## What you need to do
Convert the listing below into a JSON list of strings, one string per line, omitting any blank lines.

## Exercise materials
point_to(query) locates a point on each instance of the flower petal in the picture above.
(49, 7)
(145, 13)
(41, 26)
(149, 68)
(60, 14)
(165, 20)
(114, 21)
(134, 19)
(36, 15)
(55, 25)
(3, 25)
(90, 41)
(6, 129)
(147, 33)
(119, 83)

## Written solution
[
  "point_to(query) locates a point on each instance of the flower petal in the picture above.",
  "(49, 7)",
  "(145, 13)",
  "(41, 26)",
  "(149, 68)",
  "(60, 14)",
  "(165, 20)",
  "(114, 21)",
  "(134, 19)",
  "(36, 15)",
  "(55, 25)",
  "(3, 25)",
  "(90, 41)",
  "(6, 129)",
  "(147, 33)",
  "(119, 83)"
]